** begin Reading passage **
Ecology must reevaluate the validity of a COFR upon being notified of an oil spill, discharge, or other potential liability by the owner or operator of a vessel or facility.  Ecology may suspend or revoke a COFR if it determines that the COFR holder is likely to no longer have the financial resources to pay damages for the spill, discharge, or other liability and still have remaining resources sufficient to meet the financial responsibility demonstration requirements.  If a COFR applies to multiple vessels or facilities, and a spill occurs for which Ecology determines the COFR holder may be liable in an amount exceeding 5 percent of the amount of the COFR, then the COFR immediately is rendered inapplicable to any vessel or facility not associated with the spill.  If a COFR is rendered inapplicable, suspended, or revoked, the owner or operator of the vessel or facility may receive a new COFR upon demonstrating an ability to meet the financial responsibility requirements in addition to paying all reasonably estimated anticipated damages arising from the spill. 


Calculations of the Amount of Financial Responsibility Demonstrated by Oil Facilities.
Oil facilities must demonstrate to Ecology financial responsibility sufficient to compensate damages to affected federally recognized Indian tribes, in addition to the state, counties, and cities.  Ecology must adopt a rule to calculate the damages that might occur from a reasonable worst-case spill from a facility by considering the worst-case amount of oil that could be spilled, as calculated in the applicant's oil spill contingency plan, in addition to the current criteria that Ecology must consider. 
 
Other
In order to maintain consistency with federal regulations, Ecology may update, by rule, the hazardous substances whose transport by vessel triggers financial responsibility demonstration requirements. 


Certificates of deposit, letters of credit, and protection and indemnity club membership are added as acceptable options for vessels and facilities to demonstrate financial responsibility to Ecology.  Ecology rules allowing self-insurance must require an applicant to thoroughly demonstrate the security of the applicant's financial position, and must be no less protective than the qualification standards for self-insurance in other jurisdictions.  Ecology may require a self-insurer to demonstrate a greater monetary amount of financial responsibility than applicants relying on an alternative method of self-insurance
 
Various technical corrections and clarifications are included. 


A severability clause is included. 

Substitute Bill Compared to Original Bill:

The substitute bill:

  • extends the maximum term of a certificate of responsibility (COFR) to two years; 
  • clarifies that an equivalent COFR issued by another state may be used in lieu of a Washington COFR, in addition to being usable as a method of obtaining a Washington COFR; 
  • restores the authorization, but does not require, that the Department of Ecology (Ecology) enforce federal financial assurance requirements established under the 1990 Oil Pollution Act; 
  • clarifies that a COFR is conclusive evidence that the person holding the certificate is the responsible party for a vessel, facility or oil for purposes of determining liability under state water quality laws that establish penalties and damages for oil spills; 
  • directs that Ecology must adopt a rule for the demonstration of financial responsibility by oil facilities that considers the worst case amount of oil that could be spilled, as measured in the applicant’s oil spill contingency plan, in addition to the criteria required in current law (the cost of cleaning up the spilled oil, the frequency of operations at the facility, the damages that could result from the spill, and the commercial availability and affordability of financial responsibility); and 
  • authorizes facilities to demonstrate financial responsibility through self-insurance, but:  (1) requires Ecology rules allowing self-insurance to require an applicant to thoroughly demonstrate the security of the applicant’s financial position; (2) requires Ecology rules to be no less protective than the qualification standards for self-insurance in other jurisdictions; and (3) authorizes Ecology to require a self-insurer to demonstrate a greater monetary amount of financial responsibility than applicants relying on an alternative method of self-insurance.
** end Reading passage **
### Requirements
Retype the part of the oil spill financial responsibility summary starting at "Oil facilities must" and ending at "triggers financial responsibility demonstration requirements.".
** begin Records shown **
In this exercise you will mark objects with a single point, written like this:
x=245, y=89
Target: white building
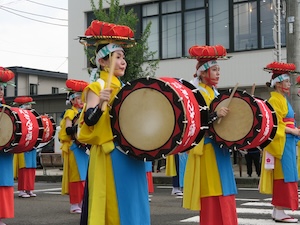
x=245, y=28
** end Records shown **
** begin Records shown **
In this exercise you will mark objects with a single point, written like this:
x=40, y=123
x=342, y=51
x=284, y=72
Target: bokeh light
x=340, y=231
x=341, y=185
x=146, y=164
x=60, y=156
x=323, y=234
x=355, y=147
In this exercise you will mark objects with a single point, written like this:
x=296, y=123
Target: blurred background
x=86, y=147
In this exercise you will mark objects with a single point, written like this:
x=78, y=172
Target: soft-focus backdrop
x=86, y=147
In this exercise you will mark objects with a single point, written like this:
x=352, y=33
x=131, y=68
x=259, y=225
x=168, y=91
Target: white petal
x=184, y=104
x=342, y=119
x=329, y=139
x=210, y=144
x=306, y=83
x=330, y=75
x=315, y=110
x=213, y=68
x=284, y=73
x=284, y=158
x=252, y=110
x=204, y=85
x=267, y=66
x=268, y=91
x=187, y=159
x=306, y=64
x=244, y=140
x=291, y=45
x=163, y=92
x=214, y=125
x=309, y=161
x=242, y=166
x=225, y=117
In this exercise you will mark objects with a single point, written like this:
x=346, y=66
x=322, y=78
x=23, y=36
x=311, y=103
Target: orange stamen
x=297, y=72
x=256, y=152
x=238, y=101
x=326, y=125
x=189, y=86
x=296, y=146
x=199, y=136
** end Records shown **
### Solution below
Oil facilities must demonstrate to Ecology financial responsibility sufficient to compensate damages to affected federally recognized Indian tribes, in addition to the state, counties, and cities.  Ecology must adopt a rule to calculate the damages that might occur from a reasonable worst-case spill from a facility by considering the worst-case amount of oil that could be spilled, as calculated in the applicant's oil spill contingency plan, in addition to the current criteria that Ecology must consider. 
 
Other
In order to maintain consistency with federal regulations, Ecology may update, by rule, the hazardous substances whose transport by vessel triggers financial responsibility demonstration requirements.